*** READING TEXT ***

RICHMOND, VA (WWBT) - Research shows that one in five women will experience some form of depression during pregnancy or after they give birth - which is why researchers at VCU are launching a study to examine if prenatal yoga could help moms and moms-to-be manage their depression.
For mom's with postpartum depression, they describe it as an insidious and intrusive disorder.
"The first time it happened, he was two weeks old," said Abby Dini. "I envisioned throwing him over the bridge into oncoming traffic."
Dini knew the thoughts she was having about harming her child were wrong, but she couldn't stop them.
"I'm not really going to throw my baby over the bridge, it was just an intrusive thought. So then I continued walking over the bridge, but then it happened again two weeks later," Dini said.
Dini suffered anxiety throughout her pregnancy and postpartum OCD after her son was born. She then had postpartum rage after her second pregnancy. PPD manifests in many forms. It made Kathleen Bell feel like she was living under a fog.
"Not wanting to eat, not wanting to take care of yourself. You really feel yourself slip backwards and falling away from living," she said.
Research shows that nearly 20 percent of pregnant women experience depression during pregnancy, and 13 percent experience chronic, recurrent symptoms.
"There's a lot of guilt around not connecting with your child because there is something wrong with you," said Dini.
Dini says working out, along with medication and treatment, helped her start to feel more like herself.
Studies show there is a link between mental health and physical activity. Which is why Patricia Kinser, an Assistant Professor at VCU School of Nursing, wants to find out if yoga could be a way for moms to manage their depression.
Kinser thinks the practice could be a great addition to anti-depressants, and other medications prescribed to moms with PPD.
"They still want something that they can control, that empowers them to help themselves," Kinser said.
Kinser says yoga is the perfect activity for busy moms, because they can do it at home, or with a group, and the practice is both safe and relaxing.
"Maybe they learn a breathing practice in their yoga class that [they can use] when they are feeling stressed at work, or with their child, or with their family," said Kinser.
Along with practicing yoga, Kinser says moms in the study will participate in "motivational interviews," where nurses will talk with them about their depression and what they want to change.
Participants' blood will also be drawn to understand the impacts of depression on their genes.
"If we can give women tools in their tool box for self-care, for self-management of their depressive symptoms during pregnancy, they can carry that forward into that postpartum period when they have all the additional stressers of having a baby," Kinser said.
VCU School of Nursing will start recruiting the 40 women they need for the study at the end of the summer.

*** End of READING TEXT ***

REQUIRED ACTION 1 =>
According to the article, how many women does the VCU School of Nursing need to recruit for the yoga study?
REQUIRED ACTION 2 =>
Reproduce part of the article word for word, beginning at the words "Dini suffered anxiety" and stopping after "under a fog.".
The records come from a separate source, unrelated to the article.

*** GIVEN RECORDS ***

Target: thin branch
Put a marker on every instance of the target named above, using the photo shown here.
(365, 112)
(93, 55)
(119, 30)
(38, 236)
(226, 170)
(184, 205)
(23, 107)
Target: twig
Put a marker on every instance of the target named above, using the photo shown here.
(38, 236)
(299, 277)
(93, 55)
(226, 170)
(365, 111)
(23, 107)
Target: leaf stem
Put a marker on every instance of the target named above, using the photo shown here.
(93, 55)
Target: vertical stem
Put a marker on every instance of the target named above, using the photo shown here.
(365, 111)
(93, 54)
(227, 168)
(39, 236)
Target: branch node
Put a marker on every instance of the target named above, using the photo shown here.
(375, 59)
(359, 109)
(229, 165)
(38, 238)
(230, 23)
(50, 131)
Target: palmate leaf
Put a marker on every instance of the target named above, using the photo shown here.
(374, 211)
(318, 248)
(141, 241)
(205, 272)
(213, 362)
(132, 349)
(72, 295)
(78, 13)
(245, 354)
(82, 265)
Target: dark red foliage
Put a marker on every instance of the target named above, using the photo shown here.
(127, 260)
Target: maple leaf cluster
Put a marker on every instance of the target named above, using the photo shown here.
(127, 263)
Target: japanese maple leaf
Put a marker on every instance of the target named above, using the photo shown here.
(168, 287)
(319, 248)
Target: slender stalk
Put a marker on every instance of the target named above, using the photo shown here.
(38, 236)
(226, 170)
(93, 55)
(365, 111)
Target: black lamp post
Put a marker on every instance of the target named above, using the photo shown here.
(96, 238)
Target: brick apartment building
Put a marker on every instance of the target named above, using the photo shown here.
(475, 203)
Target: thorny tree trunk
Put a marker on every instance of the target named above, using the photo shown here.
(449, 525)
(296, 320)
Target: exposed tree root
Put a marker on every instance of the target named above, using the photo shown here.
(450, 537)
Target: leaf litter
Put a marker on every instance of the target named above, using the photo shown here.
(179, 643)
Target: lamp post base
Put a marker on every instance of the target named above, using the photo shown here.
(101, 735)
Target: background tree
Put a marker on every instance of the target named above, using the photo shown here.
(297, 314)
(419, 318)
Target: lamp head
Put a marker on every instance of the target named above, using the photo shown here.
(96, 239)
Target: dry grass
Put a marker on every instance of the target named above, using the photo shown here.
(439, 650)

*** End of GIVEN RECORDS ***
*** GIVEN RECORDS ***

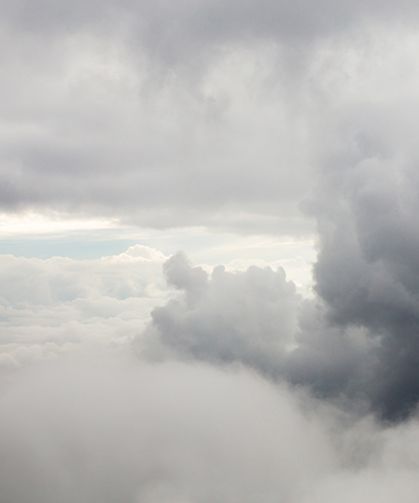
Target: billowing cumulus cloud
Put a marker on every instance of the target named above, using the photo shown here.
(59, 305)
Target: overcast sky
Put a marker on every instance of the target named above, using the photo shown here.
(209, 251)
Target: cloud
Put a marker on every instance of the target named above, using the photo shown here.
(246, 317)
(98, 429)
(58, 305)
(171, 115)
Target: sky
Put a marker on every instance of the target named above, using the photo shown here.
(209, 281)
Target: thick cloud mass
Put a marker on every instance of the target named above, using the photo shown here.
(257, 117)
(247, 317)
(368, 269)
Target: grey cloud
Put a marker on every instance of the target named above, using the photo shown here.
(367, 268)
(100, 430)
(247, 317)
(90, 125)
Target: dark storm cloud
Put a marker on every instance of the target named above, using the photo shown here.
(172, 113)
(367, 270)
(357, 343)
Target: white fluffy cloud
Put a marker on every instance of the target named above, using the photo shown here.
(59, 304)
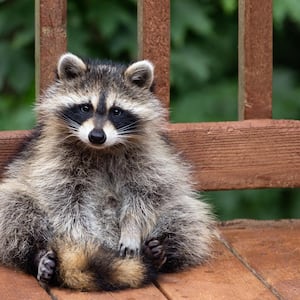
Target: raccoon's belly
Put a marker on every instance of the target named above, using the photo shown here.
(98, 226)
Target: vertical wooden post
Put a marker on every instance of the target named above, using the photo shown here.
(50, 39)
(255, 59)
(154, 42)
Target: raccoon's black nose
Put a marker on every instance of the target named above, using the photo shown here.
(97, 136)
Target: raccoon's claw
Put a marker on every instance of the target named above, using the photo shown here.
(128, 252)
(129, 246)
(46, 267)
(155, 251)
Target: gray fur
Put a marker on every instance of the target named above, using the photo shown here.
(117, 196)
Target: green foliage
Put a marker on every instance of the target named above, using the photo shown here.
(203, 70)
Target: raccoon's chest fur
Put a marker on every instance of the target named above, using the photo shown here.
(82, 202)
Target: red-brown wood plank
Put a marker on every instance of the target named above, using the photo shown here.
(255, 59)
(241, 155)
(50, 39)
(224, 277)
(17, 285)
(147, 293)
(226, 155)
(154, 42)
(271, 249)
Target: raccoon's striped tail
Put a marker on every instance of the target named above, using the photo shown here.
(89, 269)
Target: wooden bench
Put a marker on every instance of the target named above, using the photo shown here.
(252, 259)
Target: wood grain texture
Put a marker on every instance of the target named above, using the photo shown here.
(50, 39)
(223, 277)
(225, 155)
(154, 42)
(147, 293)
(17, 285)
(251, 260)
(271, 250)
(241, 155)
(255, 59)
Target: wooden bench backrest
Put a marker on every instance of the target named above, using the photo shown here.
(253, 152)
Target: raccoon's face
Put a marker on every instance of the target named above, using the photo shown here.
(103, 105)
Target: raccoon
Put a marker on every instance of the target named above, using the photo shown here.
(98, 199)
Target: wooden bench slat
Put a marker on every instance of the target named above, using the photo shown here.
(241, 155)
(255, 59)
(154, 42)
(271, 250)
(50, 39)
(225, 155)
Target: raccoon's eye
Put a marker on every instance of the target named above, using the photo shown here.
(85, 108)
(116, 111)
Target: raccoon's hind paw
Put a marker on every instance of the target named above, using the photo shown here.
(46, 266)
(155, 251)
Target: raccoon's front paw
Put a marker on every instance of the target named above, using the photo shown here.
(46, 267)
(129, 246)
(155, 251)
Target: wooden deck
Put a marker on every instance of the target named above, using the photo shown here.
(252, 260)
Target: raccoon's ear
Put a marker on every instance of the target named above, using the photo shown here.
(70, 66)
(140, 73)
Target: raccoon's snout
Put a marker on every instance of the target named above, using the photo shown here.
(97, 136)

*** End of GIVEN RECORDS ***

OUTPUT 1 =>
40 women.

OUTPUT 2 =>
Dini suffered anxiety throughout her pregnancy and postpartum OCD after her son was born. She then had postpartum rage after her second pregnancy. PPD manifests in many forms. It made Kathleen Bell feel like she was living under a fog.